> **Passage provided**:
-- -- --

Kopstoring: online preventative course for children of parents with a mental illness or substance abuse problems

Children of parents with a mental illness or substance abuse problems (abbreviated as COPMI and COSAP, respectively) have a high risk (50–66%) of developing the same problems. This has an impact on their health, wellbeing, social network and overall functioning. In an effort to prevent these problems, the Trimbos Institute collaborated with several mental health institutes to develop the online preventative course Kopstoring for children and young adults. Kopstoring is available nationwide. On 16 December 2016, Marla Woolderink obtained her PhD for her evaluation of this course. The process evaluation revealed that both the participants and the practitioners were positive about their expectations of and experiences with the course. The results of the clinical evaluation do not show any effects. In fact, it was found that clinical research on online interventions is severely hampered by outdated medical legislation, the current financial climate, the current youth care system and methodological problems.

-- -- --

Region pointing data:

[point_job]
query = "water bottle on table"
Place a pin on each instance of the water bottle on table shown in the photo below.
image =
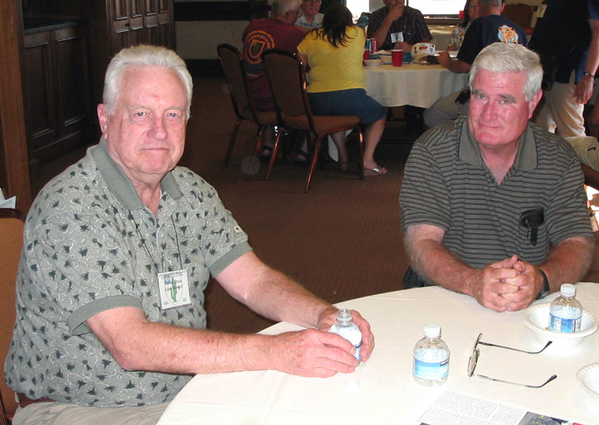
(348, 330)
(431, 358)
(565, 311)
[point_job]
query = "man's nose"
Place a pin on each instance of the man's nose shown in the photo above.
(489, 110)
(159, 128)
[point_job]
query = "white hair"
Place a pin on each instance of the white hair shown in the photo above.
(140, 56)
(510, 57)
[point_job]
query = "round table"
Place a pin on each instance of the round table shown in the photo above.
(412, 84)
(382, 391)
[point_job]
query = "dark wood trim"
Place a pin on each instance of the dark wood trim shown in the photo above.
(14, 163)
(204, 67)
(221, 10)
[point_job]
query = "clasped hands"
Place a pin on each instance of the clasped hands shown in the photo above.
(508, 285)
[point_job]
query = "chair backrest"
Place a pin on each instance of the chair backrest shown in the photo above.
(11, 244)
(519, 13)
(287, 79)
(235, 73)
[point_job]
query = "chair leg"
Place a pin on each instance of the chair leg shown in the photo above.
(259, 143)
(260, 140)
(361, 156)
(275, 151)
(231, 143)
(314, 161)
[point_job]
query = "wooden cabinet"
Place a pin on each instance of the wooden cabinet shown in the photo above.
(115, 24)
(58, 103)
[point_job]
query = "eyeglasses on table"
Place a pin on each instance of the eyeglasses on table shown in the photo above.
(472, 362)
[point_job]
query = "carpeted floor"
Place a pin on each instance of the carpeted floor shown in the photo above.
(342, 240)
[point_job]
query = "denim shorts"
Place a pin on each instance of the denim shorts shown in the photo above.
(352, 102)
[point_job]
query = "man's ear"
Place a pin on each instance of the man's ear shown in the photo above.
(532, 104)
(103, 119)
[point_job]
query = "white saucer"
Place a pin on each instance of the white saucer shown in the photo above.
(588, 377)
(537, 318)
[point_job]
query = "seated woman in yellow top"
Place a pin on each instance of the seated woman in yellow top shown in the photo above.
(337, 82)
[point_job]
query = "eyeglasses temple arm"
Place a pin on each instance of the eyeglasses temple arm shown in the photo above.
(551, 378)
(515, 349)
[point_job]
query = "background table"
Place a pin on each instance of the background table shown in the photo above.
(382, 391)
(411, 84)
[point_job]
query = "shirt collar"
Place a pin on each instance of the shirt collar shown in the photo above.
(120, 185)
(526, 158)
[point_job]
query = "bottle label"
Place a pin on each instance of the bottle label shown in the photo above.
(560, 324)
(431, 371)
(352, 334)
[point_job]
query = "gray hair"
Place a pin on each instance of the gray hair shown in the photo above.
(510, 57)
(281, 7)
(487, 4)
(140, 56)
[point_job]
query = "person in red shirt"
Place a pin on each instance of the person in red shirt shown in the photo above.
(276, 31)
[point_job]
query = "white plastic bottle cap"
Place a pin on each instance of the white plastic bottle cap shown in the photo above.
(567, 290)
(432, 330)
(344, 314)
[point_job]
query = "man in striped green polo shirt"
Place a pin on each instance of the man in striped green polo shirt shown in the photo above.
(492, 205)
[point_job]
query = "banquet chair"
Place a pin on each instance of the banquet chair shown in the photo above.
(235, 74)
(287, 79)
(591, 177)
(11, 242)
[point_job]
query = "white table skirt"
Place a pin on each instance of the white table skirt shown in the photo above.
(411, 84)
(382, 391)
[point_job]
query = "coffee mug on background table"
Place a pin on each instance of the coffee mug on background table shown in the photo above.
(421, 50)
(396, 57)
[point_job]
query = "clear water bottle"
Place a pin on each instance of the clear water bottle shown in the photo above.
(431, 358)
(565, 311)
(348, 330)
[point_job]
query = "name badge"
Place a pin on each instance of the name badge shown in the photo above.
(174, 289)
(541, 10)
(396, 37)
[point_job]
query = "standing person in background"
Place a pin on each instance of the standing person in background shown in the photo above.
(490, 28)
(309, 18)
(471, 13)
(566, 36)
(277, 31)
(397, 26)
(337, 86)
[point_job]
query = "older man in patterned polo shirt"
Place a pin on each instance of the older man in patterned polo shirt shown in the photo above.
(118, 250)
(493, 206)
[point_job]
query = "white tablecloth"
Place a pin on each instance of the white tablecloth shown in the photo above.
(411, 84)
(382, 391)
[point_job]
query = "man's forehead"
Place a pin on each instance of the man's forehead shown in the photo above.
(489, 80)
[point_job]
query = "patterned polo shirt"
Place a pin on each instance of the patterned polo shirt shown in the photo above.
(447, 184)
(90, 245)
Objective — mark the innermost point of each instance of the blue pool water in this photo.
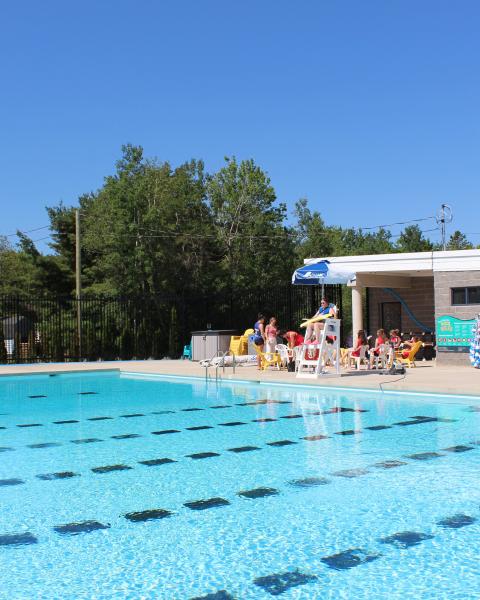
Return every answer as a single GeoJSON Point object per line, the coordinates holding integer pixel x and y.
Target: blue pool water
{"type": "Point", "coordinates": [133, 487]}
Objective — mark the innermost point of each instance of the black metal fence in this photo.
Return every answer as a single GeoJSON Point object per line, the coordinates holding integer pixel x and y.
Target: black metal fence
{"type": "Point", "coordinates": [155, 326]}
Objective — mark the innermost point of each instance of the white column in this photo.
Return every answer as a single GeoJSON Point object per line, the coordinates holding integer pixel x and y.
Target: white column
{"type": "Point", "coordinates": [357, 310]}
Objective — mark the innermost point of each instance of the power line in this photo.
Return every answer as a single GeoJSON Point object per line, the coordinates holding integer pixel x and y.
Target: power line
{"type": "Point", "coordinates": [25, 232]}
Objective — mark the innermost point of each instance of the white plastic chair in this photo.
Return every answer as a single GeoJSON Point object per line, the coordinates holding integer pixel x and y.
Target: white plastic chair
{"type": "Point", "coordinates": [358, 359]}
{"type": "Point", "coordinates": [284, 352]}
{"type": "Point", "coordinates": [381, 361]}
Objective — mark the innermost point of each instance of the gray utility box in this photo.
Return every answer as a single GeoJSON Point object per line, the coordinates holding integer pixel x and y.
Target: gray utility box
{"type": "Point", "coordinates": [206, 344]}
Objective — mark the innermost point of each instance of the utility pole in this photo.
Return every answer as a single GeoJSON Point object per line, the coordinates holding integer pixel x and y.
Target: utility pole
{"type": "Point", "coordinates": [444, 216]}
{"type": "Point", "coordinates": [78, 280]}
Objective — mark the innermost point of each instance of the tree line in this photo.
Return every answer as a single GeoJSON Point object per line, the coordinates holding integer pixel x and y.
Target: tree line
{"type": "Point", "coordinates": [153, 228]}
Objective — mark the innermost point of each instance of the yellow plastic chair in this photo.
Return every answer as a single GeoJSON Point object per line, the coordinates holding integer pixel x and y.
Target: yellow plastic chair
{"type": "Point", "coordinates": [269, 359]}
{"type": "Point", "coordinates": [409, 361]}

-- -- --

> **Requirement 1**: According to the Kopstoring passage, why was the online course developed?
> **Requirement 2**:
Answer these questions from the Kopstoring passage:
(a) What do the abbreviations COPMI and COSAP stand for?
(b) On what date did Marla Woolderink obtain her PhD?
(c) What did the results of the clinical evaluation show?
These entries come from a separate source, unrelated to the Kopstoring text.

> **Exercise output 1**: It was developed to prevent mental illness and substance abuse problems in children of parents with those problems. These children have a high risk (50–66%) of developing the same problems, which affects their health, wellbeing, social network and overall functioning.

> **Exercise output 2**:
(a) Children of parents with a mental illness (COPMI) and children of parents with substance abuse problems (COSAP).
(b) 16 December 2016.
(c) They did not show any effects.